Task brief: Omit all pictures and give the records below again exactly as written.

· · · · ·

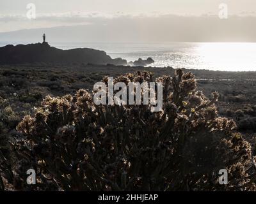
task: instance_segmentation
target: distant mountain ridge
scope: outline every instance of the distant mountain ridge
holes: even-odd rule
[[[104,51],[83,48],[61,50],[42,43],[8,45],[0,48],[0,64],[15,64],[26,63],[84,63],[94,64],[126,65],[121,58],[112,59]]]

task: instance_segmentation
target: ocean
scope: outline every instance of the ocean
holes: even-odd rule
[[[129,61],[152,57],[151,66],[218,71],[256,71],[256,43],[49,43],[62,49],[88,47]],[[0,46],[3,45],[0,43]]]

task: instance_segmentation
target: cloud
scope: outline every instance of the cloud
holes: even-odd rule
[[[256,28],[252,26],[256,24],[256,17],[253,15],[230,15],[221,20],[211,13],[195,16],[94,12],[42,14],[35,20],[24,20],[22,16],[1,16],[0,19],[10,20],[1,23],[0,20],[1,29],[44,28],[29,30],[26,34],[2,35],[1,39],[10,41],[29,41],[40,38],[45,31],[52,41],[256,41]],[[64,26],[70,27],[60,27]],[[45,29],[49,27],[53,28]]]

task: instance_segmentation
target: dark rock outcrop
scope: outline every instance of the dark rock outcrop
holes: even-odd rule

· · · · ·

Output for this task:
task: instance_segmentation
target: distant mountain ridge
scope: outline every instance of the distant mountain ridge
holes: even-odd rule
[[[104,51],[83,48],[61,50],[42,43],[8,45],[0,48],[0,64],[15,64],[26,63],[84,63],[94,64],[126,65],[121,58],[112,59]]]

task: instance_segmentation
target: ocean
scope: outline every instance of the ocean
holes: even-odd rule
[[[129,61],[152,57],[151,66],[218,71],[256,71],[256,43],[49,43],[62,49],[88,47]],[[0,46],[3,45],[0,43]]]

task: instance_segmentation
target: cloud
scope: outline every instance of the cloud
holes: even-odd rule
[[[256,28],[252,26],[256,24],[256,17],[253,15],[230,15],[221,20],[211,13],[195,16],[94,12],[42,14],[35,20],[24,20],[22,16],[1,16],[0,19],[10,20],[1,23],[0,20],[1,29],[44,28],[29,30],[26,34],[2,35],[1,39],[10,41],[29,41],[40,38],[45,31],[52,41],[256,41]],[[64,26],[70,27],[60,27]],[[45,29],[49,27],[53,28]]]

task: instance_segmentation
target: dark rock outcrop
scope: outline every instance of the dark rock outcrop
holes: even-odd rule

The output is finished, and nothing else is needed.